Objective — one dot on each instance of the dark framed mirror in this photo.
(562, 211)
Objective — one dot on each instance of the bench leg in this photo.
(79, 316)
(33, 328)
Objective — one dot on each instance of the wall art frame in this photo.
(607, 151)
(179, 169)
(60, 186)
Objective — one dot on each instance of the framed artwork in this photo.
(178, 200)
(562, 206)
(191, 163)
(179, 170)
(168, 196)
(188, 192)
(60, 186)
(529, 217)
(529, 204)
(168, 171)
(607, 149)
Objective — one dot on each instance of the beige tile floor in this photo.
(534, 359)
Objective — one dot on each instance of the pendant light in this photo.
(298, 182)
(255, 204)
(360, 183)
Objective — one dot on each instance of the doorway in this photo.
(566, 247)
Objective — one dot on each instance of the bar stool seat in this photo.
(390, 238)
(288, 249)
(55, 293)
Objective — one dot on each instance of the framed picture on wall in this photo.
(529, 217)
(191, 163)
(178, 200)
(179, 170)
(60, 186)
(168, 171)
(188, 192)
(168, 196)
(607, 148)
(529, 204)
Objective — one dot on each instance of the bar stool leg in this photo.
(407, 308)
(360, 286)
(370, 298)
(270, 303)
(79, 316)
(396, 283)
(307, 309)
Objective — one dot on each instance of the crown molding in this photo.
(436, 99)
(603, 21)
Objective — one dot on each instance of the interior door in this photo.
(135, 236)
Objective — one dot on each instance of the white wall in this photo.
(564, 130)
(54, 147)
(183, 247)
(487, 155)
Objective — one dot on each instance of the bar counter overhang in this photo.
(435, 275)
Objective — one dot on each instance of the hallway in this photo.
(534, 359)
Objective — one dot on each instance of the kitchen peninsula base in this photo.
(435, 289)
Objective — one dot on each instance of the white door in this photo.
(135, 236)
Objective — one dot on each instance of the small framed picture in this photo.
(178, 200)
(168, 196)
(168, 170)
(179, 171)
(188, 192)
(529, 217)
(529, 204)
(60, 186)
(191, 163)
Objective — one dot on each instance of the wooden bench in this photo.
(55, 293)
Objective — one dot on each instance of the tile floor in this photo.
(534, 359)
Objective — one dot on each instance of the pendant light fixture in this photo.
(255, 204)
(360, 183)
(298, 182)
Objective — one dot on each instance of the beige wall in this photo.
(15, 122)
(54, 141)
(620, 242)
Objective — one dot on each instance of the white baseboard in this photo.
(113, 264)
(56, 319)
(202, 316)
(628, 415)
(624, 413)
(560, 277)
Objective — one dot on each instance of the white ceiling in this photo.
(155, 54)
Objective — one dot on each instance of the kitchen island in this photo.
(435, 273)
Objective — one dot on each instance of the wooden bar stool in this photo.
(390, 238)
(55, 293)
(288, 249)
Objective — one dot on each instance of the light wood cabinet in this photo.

* * *

**GOAL OF THE EXERCISE:** Word for word, repeat the line holding "Objective — one dot on each instance of the interior" and all lines after it through the end of the entries above.

**WRITTEN SOLUTION:**
Objective — one dot on each instance of the interior door in this photo.
(135, 236)
Objective — one dot on each instance of the white wall in this photo.
(564, 130)
(54, 147)
(183, 247)
(487, 155)
Objective — one dot on each instance of the bar counter overhang in this photo.
(435, 275)
Objective — one dot on each instance of the hallway in this photo.
(534, 359)
Objective — one dot on each instance of the kitchen peninsula base in this photo.
(435, 289)
Objective — one dot on each instance of the white door in this photo.
(135, 236)
Objective — one dot on each instance of the small framed picture in this photo.
(178, 200)
(168, 196)
(168, 170)
(179, 171)
(188, 192)
(529, 217)
(529, 204)
(60, 186)
(191, 163)
Objective — one dot on each instance of the wooden bench in this photo.
(55, 293)
Objective — one dot on each instance of the tile floor in this photo.
(534, 359)
Objective — one dot on each instance of the pendant light fixture in this photo.
(255, 204)
(360, 183)
(298, 182)
Objective — one dot on each instance of the beige wall in this photo.
(15, 122)
(54, 141)
(620, 242)
Objective — one dot on each instance of the white baseboard in this photo.
(113, 264)
(56, 319)
(202, 316)
(628, 415)
(624, 413)
(560, 277)
Objective — one dot on each instance of the white ceiling in this photo.
(155, 54)
Objective — one dot on each instance of the kitchen island in this photo.
(435, 273)
Objective — one dot on each instance of the wooden bar stool in this photo.
(390, 238)
(55, 293)
(288, 249)
Objective — one dot on each instance of the light wood cabinet in this photo.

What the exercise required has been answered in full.